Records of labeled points
——————————

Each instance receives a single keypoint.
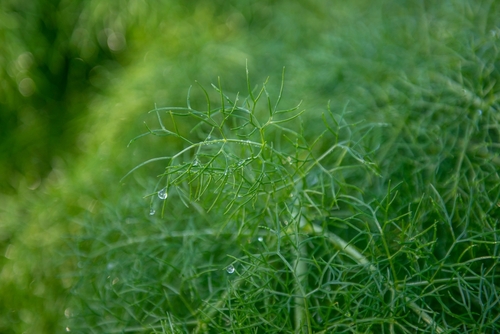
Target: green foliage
(376, 212)
(268, 227)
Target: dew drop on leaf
(162, 194)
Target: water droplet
(162, 194)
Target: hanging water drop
(162, 194)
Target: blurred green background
(77, 78)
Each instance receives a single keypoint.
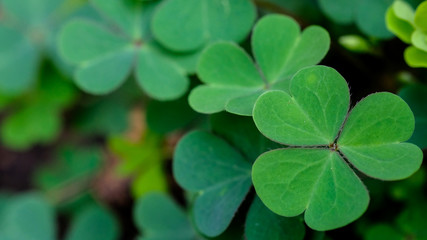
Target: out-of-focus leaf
(160, 218)
(28, 217)
(94, 223)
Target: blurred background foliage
(79, 166)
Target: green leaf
(17, 224)
(154, 179)
(415, 57)
(104, 75)
(261, 223)
(311, 114)
(184, 25)
(416, 97)
(104, 116)
(419, 40)
(399, 20)
(105, 56)
(160, 77)
(161, 218)
(235, 82)
(94, 42)
(355, 43)
(313, 175)
(93, 223)
(31, 11)
(220, 176)
(19, 61)
(242, 134)
(37, 123)
(370, 17)
(367, 14)
(281, 49)
(342, 12)
(126, 15)
(318, 181)
(38, 118)
(420, 19)
(371, 138)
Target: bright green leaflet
(68, 177)
(106, 56)
(235, 82)
(17, 224)
(160, 218)
(373, 134)
(209, 166)
(367, 14)
(38, 120)
(93, 223)
(312, 115)
(314, 176)
(261, 223)
(416, 97)
(399, 20)
(184, 25)
(318, 181)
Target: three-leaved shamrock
(232, 82)
(27, 33)
(106, 55)
(315, 175)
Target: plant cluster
(213, 119)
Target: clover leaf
(159, 217)
(209, 166)
(411, 27)
(261, 223)
(217, 170)
(234, 83)
(106, 55)
(37, 118)
(367, 14)
(185, 25)
(416, 97)
(314, 176)
(27, 30)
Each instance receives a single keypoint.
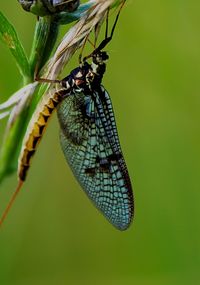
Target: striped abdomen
(36, 129)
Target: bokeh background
(53, 234)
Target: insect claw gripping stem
(5, 213)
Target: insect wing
(91, 146)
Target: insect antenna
(107, 38)
(9, 205)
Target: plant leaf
(9, 36)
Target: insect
(48, 7)
(88, 136)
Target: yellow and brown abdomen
(36, 129)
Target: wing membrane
(91, 146)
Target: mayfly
(88, 137)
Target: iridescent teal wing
(91, 146)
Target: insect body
(89, 140)
(48, 7)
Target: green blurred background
(53, 234)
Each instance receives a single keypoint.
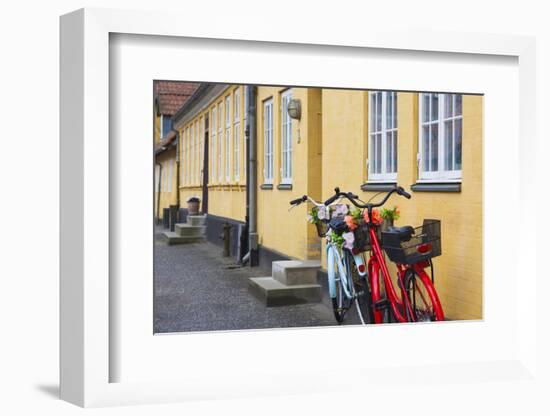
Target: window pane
(378, 111)
(448, 149)
(426, 147)
(394, 124)
(379, 153)
(389, 151)
(434, 148)
(458, 105)
(448, 105)
(426, 107)
(394, 153)
(389, 108)
(458, 144)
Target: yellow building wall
(279, 229)
(226, 193)
(168, 178)
(459, 269)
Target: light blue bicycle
(346, 268)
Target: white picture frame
(86, 262)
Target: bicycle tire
(425, 302)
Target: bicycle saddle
(405, 233)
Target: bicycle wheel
(363, 299)
(340, 301)
(425, 302)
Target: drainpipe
(251, 186)
(158, 191)
(178, 171)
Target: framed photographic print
(254, 215)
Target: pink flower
(340, 210)
(349, 239)
(376, 218)
(350, 222)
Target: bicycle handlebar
(353, 198)
(298, 201)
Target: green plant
(336, 239)
(390, 214)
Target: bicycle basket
(424, 243)
(322, 228)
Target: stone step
(185, 230)
(172, 237)
(295, 272)
(274, 293)
(196, 219)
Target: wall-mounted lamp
(295, 108)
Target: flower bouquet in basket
(344, 227)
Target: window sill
(437, 187)
(378, 186)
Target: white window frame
(213, 159)
(441, 174)
(236, 134)
(384, 175)
(286, 139)
(201, 149)
(170, 174)
(268, 140)
(228, 138)
(162, 117)
(220, 141)
(197, 152)
(192, 159)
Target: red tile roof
(171, 95)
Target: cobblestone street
(196, 289)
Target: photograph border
(84, 234)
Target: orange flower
(376, 217)
(350, 222)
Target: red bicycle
(412, 250)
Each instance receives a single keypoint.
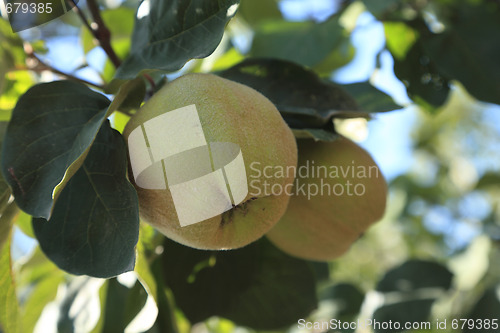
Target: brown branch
(98, 29)
(102, 33)
(36, 64)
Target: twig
(36, 64)
(98, 29)
(102, 33)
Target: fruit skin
(229, 112)
(324, 227)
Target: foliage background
(433, 256)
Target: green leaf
(304, 100)
(468, 50)
(424, 82)
(122, 305)
(379, 8)
(487, 308)
(415, 274)
(169, 33)
(4, 188)
(414, 311)
(293, 41)
(52, 126)
(95, 225)
(257, 286)
(41, 293)
(369, 98)
(489, 180)
(9, 314)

——————————

Repeat the data exactly in full, omitting its pictures.

Each instance receives a single keypoint.
Target: green foliage
(376, 212)
(268, 227)
Target: dew drop on leaf
(162, 194)
Target: water droplet
(162, 194)
Target: hanging water drop
(162, 194)
Target: blurred green background
(77, 78)
Each instance receives a single keypoint.
Target: out-of-focus leaf
(160, 218)
(28, 217)
(94, 223)
Target: blurred background foliage
(79, 166)
Target: green leaf
(17, 224)
(154, 179)
(415, 57)
(104, 75)
(261, 223)
(311, 114)
(184, 25)
(416, 97)
(104, 116)
(419, 40)
(399, 20)
(105, 56)
(160, 77)
(161, 218)
(235, 82)
(94, 42)
(355, 43)
(313, 175)
(93, 223)
(31, 11)
(220, 176)
(19, 61)
(242, 134)
(37, 123)
(370, 17)
(367, 14)
(281, 49)
(342, 12)
(126, 15)
(318, 181)
(38, 118)
(420, 19)
(371, 138)
Target: bright green leaflet
(68, 177)
(106, 56)
(235, 82)
(17, 224)
(160, 218)
(373, 134)
(209, 166)
(367, 14)
(38, 120)
(93, 223)
(312, 115)
(314, 176)
(261, 223)
(416, 97)
(399, 20)
(184, 25)
(318, 181)
Target: three-leaved shamrock
(232, 82)
(27, 33)
(106, 55)
(315, 175)
Target: plant cluster
(213, 119)
Target: clover leaf
(159, 217)
(209, 166)
(411, 27)
(261, 223)
(217, 170)
(234, 83)
(106, 55)
(37, 118)
(367, 14)
(185, 25)
(416, 97)
(314, 176)
(27, 30)
Each instance receives a single keypoint.
Target: striped abdomen
(36, 129)
Target: bokeh background
(53, 234)
Target: insect claw gripping stem
(5, 213)
Target: insect wing
(91, 146)
Target: insect antenna
(107, 38)
(9, 205)
Target: plant leaf
(9, 36)
Target: insect
(48, 7)
(88, 136)
Target: yellow and brown abdomen
(36, 129)
Target: wing membrane
(91, 146)
Target: mayfly
(88, 137)
Target: iridescent teal wing
(91, 146)
Target: insect body
(89, 140)
(48, 7)
Target: green blurred background
(53, 234)
Each instance receives a single keypoint.
Target: window pane
(378, 111)
(448, 149)
(426, 147)
(394, 124)
(379, 153)
(389, 151)
(434, 148)
(458, 105)
(448, 105)
(426, 107)
(394, 153)
(389, 108)
(458, 144)
Target: yellow building wall
(279, 229)
(226, 193)
(168, 178)
(459, 269)
Target: light blue bicycle
(346, 268)
Target: white picture frame
(86, 262)
Target: bicycle tire
(425, 302)
Target: bicycle saddle
(405, 233)
Target: bicycle wheel
(363, 299)
(340, 301)
(425, 302)
Target: drainpipe
(251, 186)
(158, 191)
(178, 171)
Target: framed photographic print
(254, 215)
Target: pink flower
(340, 210)
(349, 239)
(376, 218)
(350, 222)
Target: bicycle handlebar
(353, 198)
(298, 201)
Target: green plant
(336, 239)
(390, 214)
Target: bicycle basket
(424, 243)
(322, 228)
Target: stone step
(185, 230)
(172, 237)
(295, 272)
(274, 293)
(196, 219)
Target: wall-mounted lamp
(295, 108)
Target: flower bouquet in basket
(344, 227)
Target: window sill
(437, 187)
(378, 186)
Target: white window frame
(213, 159)
(441, 174)
(236, 134)
(384, 175)
(286, 139)
(201, 149)
(170, 174)
(268, 140)
(228, 138)
(162, 117)
(220, 141)
(197, 152)
(192, 159)
Target: red tile roof
(171, 95)
Target: cobblestone street
(196, 289)
Target: photograph border
(84, 234)
Target: orange flower
(376, 217)
(350, 222)
Target: red bicycle
(412, 250)
Each instance receives a single keypoint.
Target: brown branch
(98, 29)
(102, 33)
(36, 64)
Target: twig
(36, 64)
(98, 29)
(102, 33)
Target: fruit skin
(229, 112)
(324, 227)
Target: foliage background
(433, 256)
Target: green leaf
(304, 100)
(468, 50)
(424, 82)
(122, 305)
(379, 8)
(487, 308)
(415, 274)
(169, 33)
(4, 188)
(414, 311)
(293, 41)
(52, 126)
(95, 225)
(257, 286)
(41, 293)
(369, 98)
(489, 180)
(9, 314)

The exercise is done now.